Document text:
★ ★ ★ ★ ★ ★ ★

The following six preprocessed datasets are needed to reproduce all
checkpoints used in the paper. Each corresponds to a different training
regime.

.. note::

   ``DATA_DIR`` refers to the directory containing simulated tree sequences
   (see :doc:`simulation`). ``DATA_DIR_LP`` is the same directory but may
   contain additional large-population simulations used for fine-tuning the
   w200 variants. In ``run_fresh.sh``, a ``ts_large_pop`` symlink tree is
   created that links only the high-Ne stdpopsim species.


0. ``processed_narrow`` -- constant-only baseline (w2000)
^^^^^^^^^^^^^^^^^^^^^^^^^^^^^^^^^^^^^^^^^^^^^^^^^^^^^^^^^

Used to train: **narrow**

Contains only the constant-:math:`N_e` scenario. This is a smaller dataset
used for the 6-layer narrow model.

★ ★ ★ ★ ★ ★ ★

Answer these questions using the dataset documentation above:
1. How many preprocessed datasets are needed to reproduce all checkpoints used in the paper?
2. In which script is the ``ts_large_pop`` symlink tree created?
3. Which model is the ``processed_narrow`` dataset used for?

Entries:
★ ★ ★ ★ ★ ★ ★

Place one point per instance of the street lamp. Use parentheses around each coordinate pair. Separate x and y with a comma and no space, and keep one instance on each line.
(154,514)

★ ★ ★ ★ ★ ★ ★

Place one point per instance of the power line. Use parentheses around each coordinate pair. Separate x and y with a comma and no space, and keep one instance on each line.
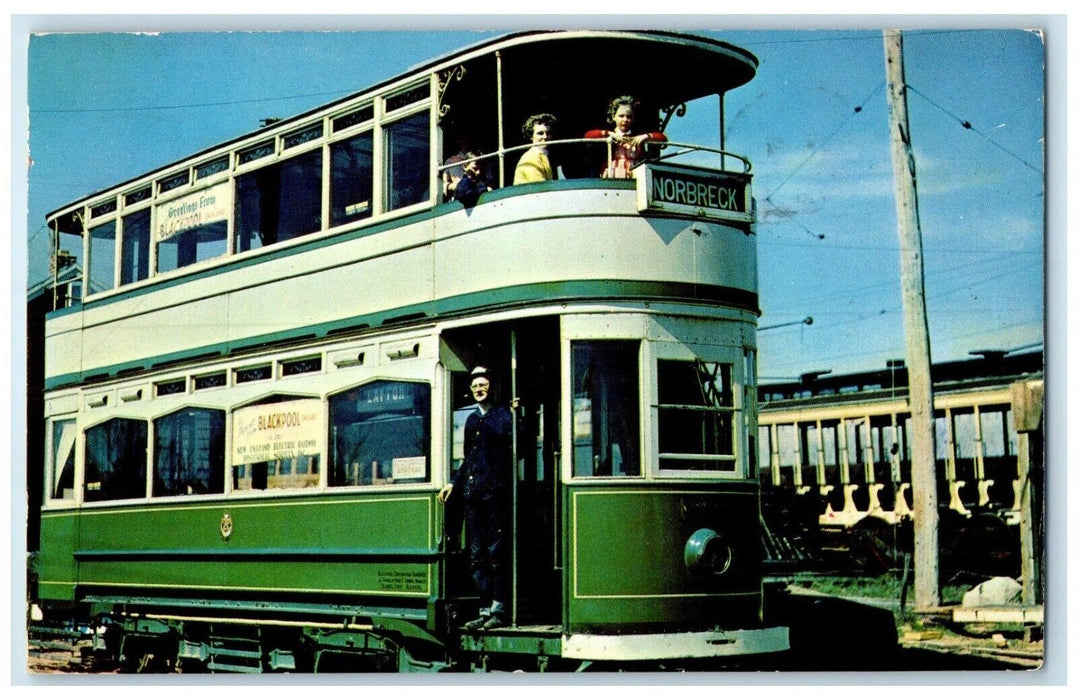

★ ★ ★ ★ ★ ★ ★

The result:
1. Six.
2. ``run_fresh.sh``
3. The 6-layer narrow model.